*** Input ***
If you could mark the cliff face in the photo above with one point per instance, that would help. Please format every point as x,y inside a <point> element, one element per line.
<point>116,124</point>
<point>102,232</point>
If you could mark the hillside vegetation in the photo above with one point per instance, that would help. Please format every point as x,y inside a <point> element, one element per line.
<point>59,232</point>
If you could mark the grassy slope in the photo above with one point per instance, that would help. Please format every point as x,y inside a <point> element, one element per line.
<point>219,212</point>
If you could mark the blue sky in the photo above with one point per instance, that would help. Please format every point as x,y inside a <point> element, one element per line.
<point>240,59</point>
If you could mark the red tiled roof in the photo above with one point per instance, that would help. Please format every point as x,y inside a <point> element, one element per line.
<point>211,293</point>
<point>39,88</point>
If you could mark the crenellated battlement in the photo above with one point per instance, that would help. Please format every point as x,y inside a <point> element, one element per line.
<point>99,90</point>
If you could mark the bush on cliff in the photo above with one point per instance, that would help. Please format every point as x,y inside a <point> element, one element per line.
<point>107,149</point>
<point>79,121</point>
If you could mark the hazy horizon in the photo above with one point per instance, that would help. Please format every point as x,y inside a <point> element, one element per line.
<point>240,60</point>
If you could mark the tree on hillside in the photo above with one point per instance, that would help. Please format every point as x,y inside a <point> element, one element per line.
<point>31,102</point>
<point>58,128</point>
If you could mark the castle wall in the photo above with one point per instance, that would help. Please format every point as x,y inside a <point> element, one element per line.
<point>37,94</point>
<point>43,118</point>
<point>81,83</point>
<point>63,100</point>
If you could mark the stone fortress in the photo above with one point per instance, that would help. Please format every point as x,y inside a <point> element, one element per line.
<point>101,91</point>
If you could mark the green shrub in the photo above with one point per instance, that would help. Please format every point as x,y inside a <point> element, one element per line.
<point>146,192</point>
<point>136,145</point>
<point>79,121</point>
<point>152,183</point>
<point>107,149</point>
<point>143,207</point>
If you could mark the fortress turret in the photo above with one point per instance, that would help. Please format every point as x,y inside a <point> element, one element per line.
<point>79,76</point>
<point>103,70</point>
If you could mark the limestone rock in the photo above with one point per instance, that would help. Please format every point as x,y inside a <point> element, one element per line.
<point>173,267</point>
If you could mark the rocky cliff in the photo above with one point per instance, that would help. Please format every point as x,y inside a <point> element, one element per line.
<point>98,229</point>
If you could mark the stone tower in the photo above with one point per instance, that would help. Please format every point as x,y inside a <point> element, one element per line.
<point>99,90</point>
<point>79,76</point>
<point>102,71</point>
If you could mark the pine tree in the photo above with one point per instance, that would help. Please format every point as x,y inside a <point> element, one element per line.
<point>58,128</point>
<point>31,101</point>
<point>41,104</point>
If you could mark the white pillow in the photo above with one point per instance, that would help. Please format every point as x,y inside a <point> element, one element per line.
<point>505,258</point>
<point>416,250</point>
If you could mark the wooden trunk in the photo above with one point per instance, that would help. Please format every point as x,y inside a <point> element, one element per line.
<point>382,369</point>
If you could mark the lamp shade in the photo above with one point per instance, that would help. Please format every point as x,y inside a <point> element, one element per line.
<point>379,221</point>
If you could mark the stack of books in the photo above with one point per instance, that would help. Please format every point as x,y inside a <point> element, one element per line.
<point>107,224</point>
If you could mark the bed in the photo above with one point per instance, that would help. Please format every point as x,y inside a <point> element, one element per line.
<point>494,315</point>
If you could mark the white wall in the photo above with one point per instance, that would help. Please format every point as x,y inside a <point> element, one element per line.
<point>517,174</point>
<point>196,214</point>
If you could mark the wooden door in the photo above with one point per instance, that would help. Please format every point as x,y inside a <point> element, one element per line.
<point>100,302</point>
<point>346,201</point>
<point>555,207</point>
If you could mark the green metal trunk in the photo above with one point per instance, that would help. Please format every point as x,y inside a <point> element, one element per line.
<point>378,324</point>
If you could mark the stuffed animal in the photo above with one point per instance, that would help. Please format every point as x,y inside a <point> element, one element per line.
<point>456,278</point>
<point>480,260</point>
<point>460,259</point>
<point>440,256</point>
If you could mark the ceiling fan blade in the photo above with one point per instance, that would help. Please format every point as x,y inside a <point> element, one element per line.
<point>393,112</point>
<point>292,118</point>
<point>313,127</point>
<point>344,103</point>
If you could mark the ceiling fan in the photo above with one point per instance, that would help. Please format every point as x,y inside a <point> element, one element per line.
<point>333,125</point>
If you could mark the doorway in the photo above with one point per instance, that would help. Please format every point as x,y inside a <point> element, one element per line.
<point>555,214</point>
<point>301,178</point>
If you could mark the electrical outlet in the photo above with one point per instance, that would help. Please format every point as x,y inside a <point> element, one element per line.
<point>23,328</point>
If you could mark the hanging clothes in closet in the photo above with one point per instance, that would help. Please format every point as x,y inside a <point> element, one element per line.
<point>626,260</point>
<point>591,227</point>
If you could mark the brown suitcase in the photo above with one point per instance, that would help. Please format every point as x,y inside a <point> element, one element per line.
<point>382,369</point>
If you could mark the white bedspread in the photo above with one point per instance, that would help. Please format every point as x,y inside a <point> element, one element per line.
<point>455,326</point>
*** End of Input ***
## What needs to be done
Reproduce all the records shown above, unchanged.

## Answer to the problem
If you could mark the cliff face in the photo above with one point per instance, that would help. Please format every point as x,y inside a <point> element, one element per line.
<point>116,124</point>
<point>102,232</point>
If you could mark the hillside vegetation in the photo above with one point per instance, that would help. Please format every point as x,y inside a <point> element, one element per line.
<point>59,232</point>
If you could mark the grassy slope in the photo above with one point per instance, that would help. Please format every point as x,y inside a <point> element, one element per line.
<point>219,212</point>
If you could mark the blue sky in the photo above with one point per instance, that would help. Please format every point as x,y inside a <point> element, one element per line.
<point>240,59</point>
If you could mark the red tiled roof in the photo above with one point per instance, that would help. Please format every point as x,y inside a <point> element, one element per line.
<point>211,293</point>
<point>39,88</point>
If you could mark the crenellated battlement in the photo above with one point per instance, that would help. Please format every point as x,y inside a <point> element, one element per line.
<point>99,90</point>
If you could mark the bush on cliff in the photo above with one point per instance, that would help. Please format every point as x,y inside a <point> element, one element per line.
<point>107,149</point>
<point>79,121</point>
If you could mark the hazy horizon in the photo above with one point per instance, that would help. Please format every point as x,y inside a <point> element, one element per line.
<point>240,60</point>
If you could mark the tree on hillside in the photo above with one point per instance, that would help. Please format every point as x,y inside a <point> element, one element per line.
<point>31,102</point>
<point>58,128</point>
If you could mark the castle wall in the photo above with one point per instance, that would help. Please format every point as x,y inside a <point> element, one element per line.
<point>37,94</point>
<point>43,118</point>
<point>81,83</point>
<point>63,100</point>
If you could mark the stone fortress in the photo above with one point per instance, that would help. Please format every point as x,y inside a <point> element, one element per line.
<point>101,91</point>
If you could mark the green shrub in the photo above with one point per instance, that would help. Please format every point as x,y inside a <point> element, one element per line.
<point>146,192</point>
<point>136,145</point>
<point>79,121</point>
<point>152,183</point>
<point>107,149</point>
<point>143,207</point>
If you could mark the fortress turret in the photo above with one point per instance, that would help. Please format every point as x,y inside a <point> element, one element per line.
<point>79,76</point>
<point>103,70</point>
If you could mark the limestone rock in the photo above with one point per instance, that would help. Please format every point as x,y inside a <point> element, one element per line.
<point>173,267</point>
If you could mark the rocky cliff in the photo above with one point per instance, that would help. Please format every point as x,y inside a <point> element, one element per line.
<point>98,229</point>
If you could mark the stone tower in the photo above with one point per instance, that would help. Please format every point as x,y inside a <point> element, one element per line.
<point>99,90</point>
<point>79,76</point>
<point>102,71</point>
If you could mark the pine tree in the photo above with one point per instance, that would help. Please format every point as x,y inside a <point> element, one element per line.
<point>58,128</point>
<point>31,101</point>
<point>41,104</point>
If you could mark the white pillow in the photo above with one point per instance, that would help. Please format every point as x,y inside a <point> element, one element per line.
<point>505,258</point>
<point>416,250</point>
If you could mark the wooden trunk in the photo above with one point per instance, that would help. Please format every point as x,y inside a <point> element, one element per line.
<point>382,369</point>
If you could mark the lamp shade in the photo above with one point per instance, that would help. Please format every point as x,y inside a <point> element, one element per line.
<point>379,221</point>
If you could mark the stack of books in the photo above with one point per instance, that would help. Please format every point as x,y inside a <point> element, one element per line.
<point>107,224</point>
If you could mark the bed in the photo above with one point per instance, that would help. Please format every point as x,y inside a <point> element, one element per line.
<point>494,315</point>
If you could mark the white wall in the photo above with one point per instance, that would help. Please format every point as x,y inside a <point> element, one element per line.
<point>517,174</point>
<point>196,214</point>
If you could mark the wooden door in the photo above with one point per instance, that would help. Please format every point as x,y inside a <point> element, one element per line.
<point>100,302</point>
<point>346,201</point>
<point>555,207</point>
If you could mark the green metal trunk in the photo above with one point per instance, that would help. Please format every point as x,y inside a <point> element, one element per line.
<point>378,324</point>
If you could mark the stuffed animal in the photo above with one point per instance, that would help. Please format every point as x,y inside a <point> element, one element per line.
<point>456,278</point>
<point>480,260</point>
<point>460,259</point>
<point>440,256</point>
If you could mark the ceiling fan blade in the photo above with one point per instance, that would help. Please format every point as x,y inside a <point> element, one element per line.
<point>393,112</point>
<point>292,118</point>
<point>313,127</point>
<point>344,103</point>
If you could mark the ceiling fan in the photo above with one point per instance, that would help. Please format every point as x,y inside a <point> element, one element per line.
<point>333,125</point>
If you could mark the doorway in the photo above with one point per instance, that would help. Please format every point as x,y inside a <point> element, one element per line.
<point>555,214</point>
<point>301,178</point>
If you could mark the electrical outlet in the photo above with one point per instance, that would help. Please format every point as x,y inside a <point> element, one element per line.
<point>23,328</point>
If you could mark the hanging clothes in closet in the photo above with one point per instance, that would help. Please format every point as x,y inside a <point> element, one element per line.
<point>626,260</point>
<point>591,227</point>
If you could mark the brown suitcase in the photo above with one point per instance, that would help. Please format every point as x,y inside a <point> element, one element per line.
<point>382,369</point>
If you could mark the white bedspread in the photo above with one point per instance, that would help. Please format every point as x,y inside a <point> element, one element per line.
<point>455,326</point>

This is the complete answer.